> _GOAL OF THE EXERCISE_: Everything from the line holding "TASK: place one marker for each instance of the stone block" through the last line below must be repeated exactly, and nothing else.

(DATASET EXCERPTS Opens)

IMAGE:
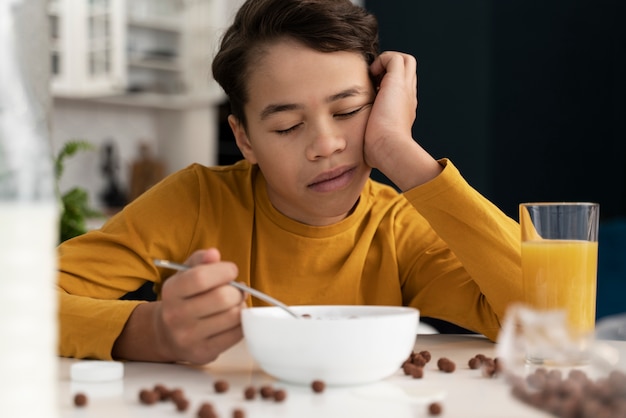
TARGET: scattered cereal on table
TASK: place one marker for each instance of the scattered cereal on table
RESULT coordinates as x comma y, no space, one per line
266,391
221,386
80,399
446,365
318,386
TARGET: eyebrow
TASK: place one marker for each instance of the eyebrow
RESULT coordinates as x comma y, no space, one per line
272,109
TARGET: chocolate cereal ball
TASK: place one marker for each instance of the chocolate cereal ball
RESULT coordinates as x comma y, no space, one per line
446,365
221,386
266,391
249,393
318,386
80,399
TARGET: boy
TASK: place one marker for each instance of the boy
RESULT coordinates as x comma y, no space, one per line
314,108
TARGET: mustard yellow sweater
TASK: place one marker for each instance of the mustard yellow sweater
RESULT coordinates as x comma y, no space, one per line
440,247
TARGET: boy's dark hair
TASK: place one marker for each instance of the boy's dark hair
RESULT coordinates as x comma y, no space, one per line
323,25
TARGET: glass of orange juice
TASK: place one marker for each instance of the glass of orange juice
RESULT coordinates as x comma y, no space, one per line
560,262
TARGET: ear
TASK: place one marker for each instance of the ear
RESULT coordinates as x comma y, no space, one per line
241,137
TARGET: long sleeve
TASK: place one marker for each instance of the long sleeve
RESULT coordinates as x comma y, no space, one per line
483,240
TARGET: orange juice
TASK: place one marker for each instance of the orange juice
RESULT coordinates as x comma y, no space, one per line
561,274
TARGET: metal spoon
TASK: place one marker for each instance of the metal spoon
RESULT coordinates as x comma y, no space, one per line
260,295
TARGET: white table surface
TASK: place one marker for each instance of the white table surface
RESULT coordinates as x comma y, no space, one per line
464,393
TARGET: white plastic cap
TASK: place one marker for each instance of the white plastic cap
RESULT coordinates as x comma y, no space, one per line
96,371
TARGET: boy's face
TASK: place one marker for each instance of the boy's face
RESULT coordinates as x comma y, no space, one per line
306,119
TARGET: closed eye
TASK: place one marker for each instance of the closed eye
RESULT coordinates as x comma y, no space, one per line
351,113
288,130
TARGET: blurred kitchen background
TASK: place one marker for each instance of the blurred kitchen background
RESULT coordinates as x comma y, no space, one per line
528,98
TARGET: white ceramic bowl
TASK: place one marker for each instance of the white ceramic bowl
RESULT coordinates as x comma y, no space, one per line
340,345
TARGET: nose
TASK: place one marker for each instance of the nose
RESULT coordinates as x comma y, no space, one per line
325,141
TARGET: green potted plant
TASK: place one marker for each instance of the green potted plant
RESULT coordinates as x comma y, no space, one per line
75,209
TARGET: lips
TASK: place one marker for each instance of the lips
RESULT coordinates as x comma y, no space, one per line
332,179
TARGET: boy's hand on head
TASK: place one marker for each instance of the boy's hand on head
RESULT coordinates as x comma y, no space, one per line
199,314
394,109
389,145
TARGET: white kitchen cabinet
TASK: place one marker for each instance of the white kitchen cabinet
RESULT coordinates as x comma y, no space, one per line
151,53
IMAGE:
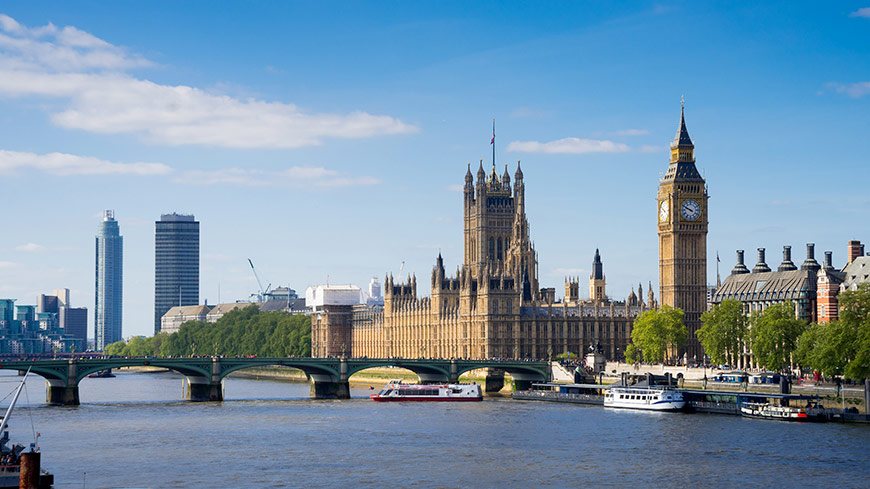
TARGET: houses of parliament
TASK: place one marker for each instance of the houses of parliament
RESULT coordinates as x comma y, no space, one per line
492,305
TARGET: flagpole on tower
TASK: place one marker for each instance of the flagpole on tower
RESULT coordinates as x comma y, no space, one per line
493,142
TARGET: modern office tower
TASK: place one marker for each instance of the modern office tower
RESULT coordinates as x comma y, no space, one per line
109,282
176,264
75,323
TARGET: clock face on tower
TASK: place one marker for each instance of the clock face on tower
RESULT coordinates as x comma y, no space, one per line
664,208
690,210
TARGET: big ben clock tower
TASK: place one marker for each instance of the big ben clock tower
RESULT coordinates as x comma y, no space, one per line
682,218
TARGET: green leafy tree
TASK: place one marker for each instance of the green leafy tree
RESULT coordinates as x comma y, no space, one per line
115,348
724,332
632,354
658,334
241,332
774,335
567,355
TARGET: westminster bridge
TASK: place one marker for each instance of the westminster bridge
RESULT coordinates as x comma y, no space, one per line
328,376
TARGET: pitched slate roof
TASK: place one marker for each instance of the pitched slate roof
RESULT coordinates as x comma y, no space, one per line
767,286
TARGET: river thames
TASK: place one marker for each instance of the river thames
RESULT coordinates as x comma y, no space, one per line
135,431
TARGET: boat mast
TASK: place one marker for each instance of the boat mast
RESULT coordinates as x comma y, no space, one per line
12,404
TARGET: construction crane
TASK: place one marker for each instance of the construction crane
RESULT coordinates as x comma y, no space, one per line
262,293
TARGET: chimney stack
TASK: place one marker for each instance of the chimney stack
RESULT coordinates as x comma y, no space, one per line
810,263
829,261
856,249
740,267
787,265
760,266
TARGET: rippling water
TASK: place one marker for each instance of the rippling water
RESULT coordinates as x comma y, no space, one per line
135,431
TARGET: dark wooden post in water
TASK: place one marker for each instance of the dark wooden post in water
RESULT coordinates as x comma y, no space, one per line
29,475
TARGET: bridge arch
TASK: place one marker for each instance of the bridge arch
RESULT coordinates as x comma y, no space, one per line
425,372
309,369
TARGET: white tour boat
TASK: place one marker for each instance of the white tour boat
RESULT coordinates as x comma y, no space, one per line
766,410
651,398
395,390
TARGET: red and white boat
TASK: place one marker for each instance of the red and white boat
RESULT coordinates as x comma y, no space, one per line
395,390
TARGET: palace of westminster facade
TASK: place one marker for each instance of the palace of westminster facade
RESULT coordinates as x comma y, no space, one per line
493,306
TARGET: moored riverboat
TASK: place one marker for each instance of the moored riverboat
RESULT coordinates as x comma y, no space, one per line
395,390
11,456
102,374
766,410
649,398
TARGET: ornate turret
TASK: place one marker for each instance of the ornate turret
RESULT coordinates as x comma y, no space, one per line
682,165
810,263
597,284
787,264
740,267
761,266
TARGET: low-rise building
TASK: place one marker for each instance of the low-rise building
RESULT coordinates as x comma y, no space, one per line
178,315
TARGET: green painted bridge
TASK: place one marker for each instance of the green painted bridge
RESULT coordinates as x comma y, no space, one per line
328,376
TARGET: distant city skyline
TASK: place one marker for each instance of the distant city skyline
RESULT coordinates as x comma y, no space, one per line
321,141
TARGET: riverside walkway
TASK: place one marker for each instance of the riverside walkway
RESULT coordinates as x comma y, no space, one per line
328,376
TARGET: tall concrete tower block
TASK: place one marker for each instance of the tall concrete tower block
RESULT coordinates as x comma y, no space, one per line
682,229
176,264
109,288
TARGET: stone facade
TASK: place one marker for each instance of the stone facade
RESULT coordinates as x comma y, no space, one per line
492,306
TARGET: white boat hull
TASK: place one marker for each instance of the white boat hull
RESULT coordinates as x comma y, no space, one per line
644,398
658,406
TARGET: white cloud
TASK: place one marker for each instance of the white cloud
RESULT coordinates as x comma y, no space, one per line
569,272
650,148
853,90
31,247
297,176
67,164
89,74
631,132
569,146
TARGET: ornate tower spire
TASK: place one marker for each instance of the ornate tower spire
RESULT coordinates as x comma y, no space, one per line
682,164
597,284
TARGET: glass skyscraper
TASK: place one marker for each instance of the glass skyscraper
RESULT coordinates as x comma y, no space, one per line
109,282
176,264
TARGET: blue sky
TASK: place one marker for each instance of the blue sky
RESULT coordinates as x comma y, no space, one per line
329,138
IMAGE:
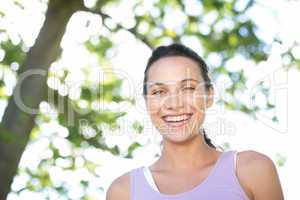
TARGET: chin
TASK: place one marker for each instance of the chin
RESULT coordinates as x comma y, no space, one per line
178,137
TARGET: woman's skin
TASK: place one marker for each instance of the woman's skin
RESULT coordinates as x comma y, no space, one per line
175,88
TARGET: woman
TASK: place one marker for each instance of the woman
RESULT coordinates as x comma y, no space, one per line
177,92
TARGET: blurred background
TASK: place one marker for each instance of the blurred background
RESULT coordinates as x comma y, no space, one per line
72,113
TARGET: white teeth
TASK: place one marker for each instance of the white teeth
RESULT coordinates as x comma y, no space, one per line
177,118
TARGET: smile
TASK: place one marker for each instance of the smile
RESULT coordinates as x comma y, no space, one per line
177,120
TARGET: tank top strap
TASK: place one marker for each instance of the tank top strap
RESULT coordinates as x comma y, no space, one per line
138,186
226,166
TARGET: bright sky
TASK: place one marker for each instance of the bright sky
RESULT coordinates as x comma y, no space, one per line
273,18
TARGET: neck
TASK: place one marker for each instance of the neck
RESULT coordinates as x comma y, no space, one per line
194,154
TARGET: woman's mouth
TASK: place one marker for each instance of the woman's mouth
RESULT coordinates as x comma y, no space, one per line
177,121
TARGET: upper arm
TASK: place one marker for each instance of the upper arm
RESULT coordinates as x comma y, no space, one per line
119,188
259,174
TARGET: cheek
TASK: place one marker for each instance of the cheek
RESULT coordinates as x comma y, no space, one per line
152,108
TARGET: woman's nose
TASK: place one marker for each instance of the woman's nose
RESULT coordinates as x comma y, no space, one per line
173,101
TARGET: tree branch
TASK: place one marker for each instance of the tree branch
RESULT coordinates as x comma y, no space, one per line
120,26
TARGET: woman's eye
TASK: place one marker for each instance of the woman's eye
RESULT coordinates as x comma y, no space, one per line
189,88
158,92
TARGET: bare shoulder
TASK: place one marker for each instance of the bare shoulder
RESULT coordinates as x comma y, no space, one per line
119,189
258,174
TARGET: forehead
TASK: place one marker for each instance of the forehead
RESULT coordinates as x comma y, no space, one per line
173,69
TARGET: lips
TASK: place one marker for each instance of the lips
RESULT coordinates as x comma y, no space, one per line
177,120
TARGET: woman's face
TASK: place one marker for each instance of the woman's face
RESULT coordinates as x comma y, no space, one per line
176,97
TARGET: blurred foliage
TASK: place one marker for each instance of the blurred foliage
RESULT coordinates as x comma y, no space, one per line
222,28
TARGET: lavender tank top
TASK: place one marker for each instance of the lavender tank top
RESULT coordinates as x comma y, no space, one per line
221,183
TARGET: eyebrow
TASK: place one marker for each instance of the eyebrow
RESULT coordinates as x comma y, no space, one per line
182,81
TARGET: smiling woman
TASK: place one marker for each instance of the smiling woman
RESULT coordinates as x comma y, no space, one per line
177,91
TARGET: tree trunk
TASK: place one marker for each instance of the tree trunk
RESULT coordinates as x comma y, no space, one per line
18,120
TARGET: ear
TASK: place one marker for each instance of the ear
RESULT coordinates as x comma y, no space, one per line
210,97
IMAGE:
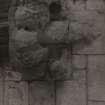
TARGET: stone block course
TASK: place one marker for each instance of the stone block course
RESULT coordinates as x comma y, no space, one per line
71,92
96,103
16,93
42,93
96,78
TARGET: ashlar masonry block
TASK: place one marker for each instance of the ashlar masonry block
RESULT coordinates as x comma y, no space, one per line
96,78
72,92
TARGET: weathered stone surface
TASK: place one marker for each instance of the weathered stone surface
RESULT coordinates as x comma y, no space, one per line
41,93
16,93
12,75
87,26
72,92
32,16
79,61
96,103
96,78
55,33
61,69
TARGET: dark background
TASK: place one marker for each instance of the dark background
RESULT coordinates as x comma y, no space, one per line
4,35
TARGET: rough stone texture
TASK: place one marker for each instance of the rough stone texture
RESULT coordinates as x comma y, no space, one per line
16,93
79,61
96,78
61,69
89,24
41,93
72,92
13,76
96,103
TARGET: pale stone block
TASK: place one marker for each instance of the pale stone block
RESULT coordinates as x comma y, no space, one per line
96,78
16,93
72,92
41,93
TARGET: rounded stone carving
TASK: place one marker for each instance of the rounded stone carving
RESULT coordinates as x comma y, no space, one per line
41,33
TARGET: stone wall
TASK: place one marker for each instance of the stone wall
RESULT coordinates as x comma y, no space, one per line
87,60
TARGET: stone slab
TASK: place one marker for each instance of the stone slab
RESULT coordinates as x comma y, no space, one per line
96,78
87,26
41,93
72,92
16,93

(DATASET EXCERPTS Closes)

> _OUTPUT OF THE EXERCISE_:
TASK: place one marker for each instance of the stone block course
RESULT coordinates as x comma y, no space, one per line
71,92
96,103
16,93
42,93
96,78
TARGET: ashlar masonry block
TASK: place one marker for each instance of the ashlar masonry block
RESULT coordinates as x comma y, no space, one per line
96,78
72,92
TARGET: weathered stone surface
TASK: place one marker for each instance of the weathered stone surface
RESULT coordinates as x comma y, no space, one per line
41,93
16,93
12,75
87,26
72,92
32,16
79,61
96,103
96,78
55,33
61,69
TARGET: dark background
TASK: place one marker for each instance of the dark background
RESULT coordinates as x comma y, no space, one per line
4,35
TARGET: rough stone texture
TASK: place one marker for each instance of the rough stone texture
RESULT coordinates as x comma y, no space, one per line
16,93
79,61
96,78
61,69
89,24
41,93
72,92
13,76
96,103
TARGET: pale stone block
TASK: place one marker for each instance of the pale stone block
RESULT coordinates as x comma y, no space, one per line
96,78
16,93
72,92
41,93
TARGET: rounded stone carving
TASK: place one marker for each instance of the rounded stone carving
RESULT coordinates as x comma y, no space, one per line
41,33
TARGET: stone wall
TASK: place one marker for each instance of the stone wall
RESULT coordinates as x comma y, no space, one per line
87,60
TARGET: stone slab
TASK: place one marker for each instance of the stone slab
RESULT coordinates as x comma y, no space, one per line
96,78
87,26
41,93
72,92
16,93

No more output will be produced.